(Referring expression pointing data)
★ ★ ★ ★

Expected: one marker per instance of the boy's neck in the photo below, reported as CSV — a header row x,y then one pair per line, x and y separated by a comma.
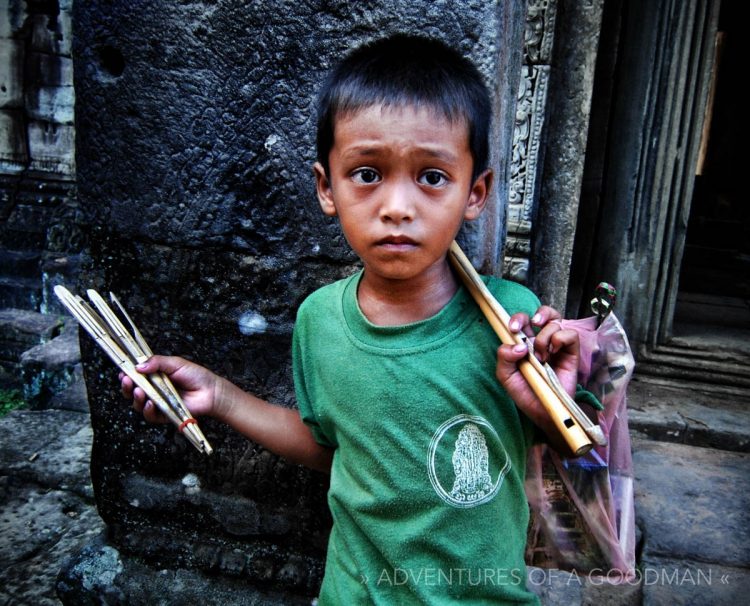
x,y
386,302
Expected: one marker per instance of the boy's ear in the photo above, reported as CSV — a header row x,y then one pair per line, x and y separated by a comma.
x,y
478,195
323,188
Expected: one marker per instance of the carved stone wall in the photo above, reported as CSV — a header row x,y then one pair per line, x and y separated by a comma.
x,y
40,236
527,159
194,153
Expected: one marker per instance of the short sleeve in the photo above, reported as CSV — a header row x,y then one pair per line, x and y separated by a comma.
x,y
302,358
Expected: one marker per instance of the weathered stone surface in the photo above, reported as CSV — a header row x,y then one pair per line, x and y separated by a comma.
x,y
688,417
31,449
571,87
46,501
40,528
11,72
14,151
195,127
74,396
693,503
49,368
21,330
678,582
101,575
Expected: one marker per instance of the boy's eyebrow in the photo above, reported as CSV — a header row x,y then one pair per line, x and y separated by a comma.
x,y
439,153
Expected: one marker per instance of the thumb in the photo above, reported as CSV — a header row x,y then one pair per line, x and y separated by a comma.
x,y
165,364
507,360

★ ★ ★ ★

YOUR GOAL:
The response must repeat all the lines above exactly and include no pictures.

TASK SOLUTION:
Expected: one marker per instance of the boy's neck in the photo below, reported as CSV — a header row x,y then one pair per line, x and y separated by a comma.
x,y
386,302
Expected: one marker per instance of the boy's ear in the photo above, reported as CSV — a header row x,y then one pair per line, x and y separated by a comma.
x,y
478,195
323,188
Expected: one marker per instance of the carved stone wall in the photo above, reported as CSV — a header row x,y then one pair per line, x and y separated by a comma.
x,y
40,236
527,159
194,153
Expected: one marker per instance of the short sleeve in the photo above, reported as CSV — a header row x,y then one pair per line, x and y separated by a comma.
x,y
302,358
Expected: one marker per instance of the weathered stone surface in the photo above, reported as CSV — a header row x,y then one pair per line, x and y separated by a comma.
x,y
688,417
31,449
571,87
46,501
40,528
11,72
14,151
195,127
74,396
693,503
49,368
21,330
678,582
101,575
Expected: one marker per instance of the boy's eyebrow in the photo above, reported as CSV — a header row x,y then one pair per line, x and y separated by a comma.
x,y
439,153
Expected: one marker per instance of the thumb in the photo above, reported as CSV — a header row x,y then one pair per line, x and y separated by a comma.
x,y
165,364
507,360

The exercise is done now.